TASK INPUTS –
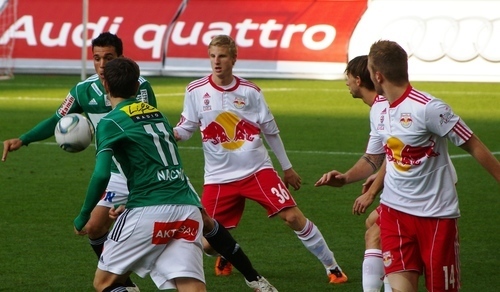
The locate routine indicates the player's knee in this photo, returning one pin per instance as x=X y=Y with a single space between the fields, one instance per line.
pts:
x=293 y=217
x=208 y=249
x=372 y=238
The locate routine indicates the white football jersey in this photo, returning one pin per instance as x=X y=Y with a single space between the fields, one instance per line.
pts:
x=229 y=120
x=413 y=132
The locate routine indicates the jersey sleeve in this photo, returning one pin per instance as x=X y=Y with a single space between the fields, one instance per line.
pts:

WHAT IS REQUIRED –
Your reply should restate every entry exactly, with the pictures left out.

ANSWER BELOW –
The locate routine indicates the player's knee in this photo, returning one pin per instance as x=X y=Y with a single space between the fields, one instance per line.
pts:
x=293 y=217
x=208 y=249
x=372 y=238
The locate routine indicates the white football jersey in this photo, returning one pin per instance as x=X y=Y with a single space between the fields, one instance per line.
pts:
x=229 y=120
x=413 y=132
The locate routine indicates the jersey sleeve in this photo, returning one pin per instance as x=X y=Y with a single space between the fields, one instance per line.
pts:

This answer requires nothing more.